SOURCE MATERIAL:
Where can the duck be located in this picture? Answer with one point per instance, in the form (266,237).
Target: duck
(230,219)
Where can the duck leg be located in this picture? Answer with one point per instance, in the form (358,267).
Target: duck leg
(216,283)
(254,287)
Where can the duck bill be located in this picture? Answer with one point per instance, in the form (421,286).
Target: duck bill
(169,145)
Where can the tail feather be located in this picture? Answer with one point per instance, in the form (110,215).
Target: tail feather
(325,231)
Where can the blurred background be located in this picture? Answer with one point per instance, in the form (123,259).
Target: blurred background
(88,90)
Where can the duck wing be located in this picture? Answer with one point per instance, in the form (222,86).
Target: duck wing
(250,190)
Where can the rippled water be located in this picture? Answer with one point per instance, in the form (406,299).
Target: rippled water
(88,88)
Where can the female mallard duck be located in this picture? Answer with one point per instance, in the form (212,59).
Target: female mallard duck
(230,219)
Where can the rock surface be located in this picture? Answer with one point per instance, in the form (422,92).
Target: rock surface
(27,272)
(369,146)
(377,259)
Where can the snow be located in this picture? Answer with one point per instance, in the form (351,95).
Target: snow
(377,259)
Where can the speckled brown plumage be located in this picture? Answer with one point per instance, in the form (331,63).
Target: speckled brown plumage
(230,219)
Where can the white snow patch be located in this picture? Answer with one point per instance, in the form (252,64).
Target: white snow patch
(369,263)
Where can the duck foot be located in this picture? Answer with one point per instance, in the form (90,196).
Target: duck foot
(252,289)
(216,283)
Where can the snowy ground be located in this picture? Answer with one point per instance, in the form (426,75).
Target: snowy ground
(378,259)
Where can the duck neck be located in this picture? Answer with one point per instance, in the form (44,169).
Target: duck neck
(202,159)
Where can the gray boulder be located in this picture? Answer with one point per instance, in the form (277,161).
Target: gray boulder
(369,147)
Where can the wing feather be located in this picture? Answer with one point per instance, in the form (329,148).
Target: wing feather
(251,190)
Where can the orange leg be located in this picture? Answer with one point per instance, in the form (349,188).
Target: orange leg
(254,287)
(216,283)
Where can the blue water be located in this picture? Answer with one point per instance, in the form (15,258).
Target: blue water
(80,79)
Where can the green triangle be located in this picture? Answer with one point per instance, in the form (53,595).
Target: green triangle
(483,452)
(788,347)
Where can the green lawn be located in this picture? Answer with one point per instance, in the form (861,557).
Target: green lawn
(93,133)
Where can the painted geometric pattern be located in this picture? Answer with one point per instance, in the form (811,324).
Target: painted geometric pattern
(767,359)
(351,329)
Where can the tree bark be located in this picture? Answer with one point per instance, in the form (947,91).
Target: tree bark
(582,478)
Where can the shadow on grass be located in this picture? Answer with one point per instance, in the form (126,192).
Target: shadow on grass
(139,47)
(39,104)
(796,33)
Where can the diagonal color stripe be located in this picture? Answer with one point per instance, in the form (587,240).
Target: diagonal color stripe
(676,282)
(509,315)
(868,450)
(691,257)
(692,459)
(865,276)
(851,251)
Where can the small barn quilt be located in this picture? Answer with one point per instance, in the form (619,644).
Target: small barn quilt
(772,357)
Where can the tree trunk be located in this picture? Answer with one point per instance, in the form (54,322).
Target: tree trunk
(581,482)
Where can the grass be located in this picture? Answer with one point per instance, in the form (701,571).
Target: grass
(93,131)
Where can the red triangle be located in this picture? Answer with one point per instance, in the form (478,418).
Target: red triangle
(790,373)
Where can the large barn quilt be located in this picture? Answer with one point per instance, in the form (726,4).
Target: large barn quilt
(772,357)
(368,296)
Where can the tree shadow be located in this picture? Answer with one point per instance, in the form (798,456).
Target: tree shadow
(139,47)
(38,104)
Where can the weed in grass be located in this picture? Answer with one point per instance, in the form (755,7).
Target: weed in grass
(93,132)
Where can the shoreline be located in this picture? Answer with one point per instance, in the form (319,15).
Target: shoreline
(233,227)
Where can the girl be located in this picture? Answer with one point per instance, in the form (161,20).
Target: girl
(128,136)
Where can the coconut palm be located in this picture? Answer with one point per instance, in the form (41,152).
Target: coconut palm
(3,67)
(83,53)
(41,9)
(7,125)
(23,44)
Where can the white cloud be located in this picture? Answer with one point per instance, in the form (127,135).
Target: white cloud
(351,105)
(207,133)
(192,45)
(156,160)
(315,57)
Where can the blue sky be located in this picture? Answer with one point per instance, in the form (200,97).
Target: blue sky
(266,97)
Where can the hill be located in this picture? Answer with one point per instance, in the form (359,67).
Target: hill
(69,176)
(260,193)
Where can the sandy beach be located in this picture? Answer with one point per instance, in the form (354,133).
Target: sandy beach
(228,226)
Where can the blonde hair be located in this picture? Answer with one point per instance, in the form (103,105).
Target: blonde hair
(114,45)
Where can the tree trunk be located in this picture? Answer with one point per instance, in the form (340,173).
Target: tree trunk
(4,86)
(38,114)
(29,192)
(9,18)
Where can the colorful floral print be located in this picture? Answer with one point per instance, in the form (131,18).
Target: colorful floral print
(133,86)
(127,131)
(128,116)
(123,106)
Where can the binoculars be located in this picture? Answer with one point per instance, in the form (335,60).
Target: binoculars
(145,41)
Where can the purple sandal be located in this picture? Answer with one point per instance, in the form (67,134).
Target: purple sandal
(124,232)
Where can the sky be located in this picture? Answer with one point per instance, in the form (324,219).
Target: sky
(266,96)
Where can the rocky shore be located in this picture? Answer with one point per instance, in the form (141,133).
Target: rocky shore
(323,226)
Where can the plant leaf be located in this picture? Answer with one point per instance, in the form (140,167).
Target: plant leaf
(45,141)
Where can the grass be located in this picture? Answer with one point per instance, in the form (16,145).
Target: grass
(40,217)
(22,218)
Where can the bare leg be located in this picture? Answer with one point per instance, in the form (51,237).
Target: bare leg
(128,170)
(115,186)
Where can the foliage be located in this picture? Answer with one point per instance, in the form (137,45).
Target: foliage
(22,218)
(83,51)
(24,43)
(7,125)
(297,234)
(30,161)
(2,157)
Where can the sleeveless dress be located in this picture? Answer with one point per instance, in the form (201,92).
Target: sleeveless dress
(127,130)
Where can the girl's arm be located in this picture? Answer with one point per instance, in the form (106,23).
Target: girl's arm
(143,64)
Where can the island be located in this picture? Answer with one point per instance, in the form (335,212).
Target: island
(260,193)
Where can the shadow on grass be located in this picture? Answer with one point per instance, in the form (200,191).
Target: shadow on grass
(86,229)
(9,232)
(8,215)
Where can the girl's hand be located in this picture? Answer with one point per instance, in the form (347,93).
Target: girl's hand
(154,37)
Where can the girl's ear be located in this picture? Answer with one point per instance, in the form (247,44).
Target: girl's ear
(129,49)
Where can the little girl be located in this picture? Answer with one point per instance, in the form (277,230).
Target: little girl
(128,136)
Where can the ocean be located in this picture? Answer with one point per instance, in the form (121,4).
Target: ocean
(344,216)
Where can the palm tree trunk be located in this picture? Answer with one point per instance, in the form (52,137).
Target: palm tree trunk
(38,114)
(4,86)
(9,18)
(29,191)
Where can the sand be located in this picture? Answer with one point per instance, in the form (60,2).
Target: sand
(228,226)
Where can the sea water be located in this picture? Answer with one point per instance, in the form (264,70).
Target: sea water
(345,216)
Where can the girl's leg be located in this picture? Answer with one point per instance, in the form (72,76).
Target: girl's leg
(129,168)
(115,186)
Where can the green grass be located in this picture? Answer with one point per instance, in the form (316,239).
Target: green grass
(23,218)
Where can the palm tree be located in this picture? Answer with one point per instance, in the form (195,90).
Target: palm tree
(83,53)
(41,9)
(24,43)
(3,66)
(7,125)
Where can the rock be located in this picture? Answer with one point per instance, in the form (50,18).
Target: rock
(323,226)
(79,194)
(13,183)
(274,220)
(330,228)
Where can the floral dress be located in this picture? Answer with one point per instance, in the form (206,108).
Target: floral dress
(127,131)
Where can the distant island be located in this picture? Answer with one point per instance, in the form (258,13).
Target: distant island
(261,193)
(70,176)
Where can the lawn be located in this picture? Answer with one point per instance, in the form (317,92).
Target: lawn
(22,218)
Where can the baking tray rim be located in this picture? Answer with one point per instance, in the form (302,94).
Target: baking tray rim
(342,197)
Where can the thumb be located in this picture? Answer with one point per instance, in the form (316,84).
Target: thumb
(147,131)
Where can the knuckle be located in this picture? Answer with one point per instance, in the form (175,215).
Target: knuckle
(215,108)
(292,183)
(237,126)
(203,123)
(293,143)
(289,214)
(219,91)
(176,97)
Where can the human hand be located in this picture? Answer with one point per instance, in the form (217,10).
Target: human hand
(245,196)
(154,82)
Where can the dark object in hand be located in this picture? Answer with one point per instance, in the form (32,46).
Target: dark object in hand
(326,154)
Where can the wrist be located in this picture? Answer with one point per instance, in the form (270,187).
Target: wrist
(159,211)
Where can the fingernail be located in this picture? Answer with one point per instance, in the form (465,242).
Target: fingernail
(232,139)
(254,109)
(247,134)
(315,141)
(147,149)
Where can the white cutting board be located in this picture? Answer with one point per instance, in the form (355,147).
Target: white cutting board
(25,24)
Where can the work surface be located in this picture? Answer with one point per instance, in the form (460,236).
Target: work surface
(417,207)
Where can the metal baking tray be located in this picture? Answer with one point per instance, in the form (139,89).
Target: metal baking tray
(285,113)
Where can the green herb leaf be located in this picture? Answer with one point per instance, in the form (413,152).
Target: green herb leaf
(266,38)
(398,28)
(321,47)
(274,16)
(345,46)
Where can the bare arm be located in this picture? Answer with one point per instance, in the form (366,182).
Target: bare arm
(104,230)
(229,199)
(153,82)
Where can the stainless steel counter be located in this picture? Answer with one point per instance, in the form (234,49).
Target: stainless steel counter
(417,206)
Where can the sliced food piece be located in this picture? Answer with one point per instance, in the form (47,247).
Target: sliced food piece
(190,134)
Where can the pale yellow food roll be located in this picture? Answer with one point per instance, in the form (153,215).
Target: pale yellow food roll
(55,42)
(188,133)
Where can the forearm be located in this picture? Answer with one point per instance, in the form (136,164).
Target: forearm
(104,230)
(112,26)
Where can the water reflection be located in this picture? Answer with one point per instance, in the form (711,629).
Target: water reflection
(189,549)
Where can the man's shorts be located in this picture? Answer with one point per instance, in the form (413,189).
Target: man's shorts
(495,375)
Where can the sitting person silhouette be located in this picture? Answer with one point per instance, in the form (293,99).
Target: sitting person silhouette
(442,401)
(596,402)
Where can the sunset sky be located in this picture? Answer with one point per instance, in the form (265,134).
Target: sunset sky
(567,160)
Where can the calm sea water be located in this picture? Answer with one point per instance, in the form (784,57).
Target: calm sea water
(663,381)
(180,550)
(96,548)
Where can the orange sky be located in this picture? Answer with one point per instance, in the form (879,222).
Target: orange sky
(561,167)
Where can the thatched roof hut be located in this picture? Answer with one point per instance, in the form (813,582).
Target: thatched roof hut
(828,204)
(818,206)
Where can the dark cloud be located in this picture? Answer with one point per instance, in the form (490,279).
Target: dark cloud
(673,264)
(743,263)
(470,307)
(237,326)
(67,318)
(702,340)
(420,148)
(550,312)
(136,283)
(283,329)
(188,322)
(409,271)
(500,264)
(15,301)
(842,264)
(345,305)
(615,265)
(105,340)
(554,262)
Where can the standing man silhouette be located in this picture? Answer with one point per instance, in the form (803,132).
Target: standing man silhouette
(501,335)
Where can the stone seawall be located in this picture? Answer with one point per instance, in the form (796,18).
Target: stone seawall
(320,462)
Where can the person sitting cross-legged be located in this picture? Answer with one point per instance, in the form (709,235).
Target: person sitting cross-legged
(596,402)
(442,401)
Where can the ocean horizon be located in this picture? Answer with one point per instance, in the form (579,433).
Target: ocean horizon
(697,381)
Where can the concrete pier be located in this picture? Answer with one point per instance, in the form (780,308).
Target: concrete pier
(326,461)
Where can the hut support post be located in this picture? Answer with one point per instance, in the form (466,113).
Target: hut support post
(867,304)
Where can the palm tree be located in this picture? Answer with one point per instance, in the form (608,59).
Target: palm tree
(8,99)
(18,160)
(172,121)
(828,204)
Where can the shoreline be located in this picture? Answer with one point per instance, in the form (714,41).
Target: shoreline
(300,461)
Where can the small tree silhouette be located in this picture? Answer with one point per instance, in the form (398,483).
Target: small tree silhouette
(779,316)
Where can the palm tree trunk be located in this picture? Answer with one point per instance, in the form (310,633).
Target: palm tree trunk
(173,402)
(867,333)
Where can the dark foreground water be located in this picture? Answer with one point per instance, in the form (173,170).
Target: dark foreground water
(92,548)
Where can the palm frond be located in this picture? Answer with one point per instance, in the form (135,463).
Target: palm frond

ABOUT THIS EXERCISE:
From the records above, give again exactly the lines running from the line with "Where can the rocky" to the line with "Where can the plant", inclusive.

ANSWER:
Where can the rocky shore be located in this picture? Answer with one point per instance, in the form (141,133).
Target: rocky shore
(323,226)
Where can the plant leaf be located in this picture? Answer with one point per instance, in the form (140,167).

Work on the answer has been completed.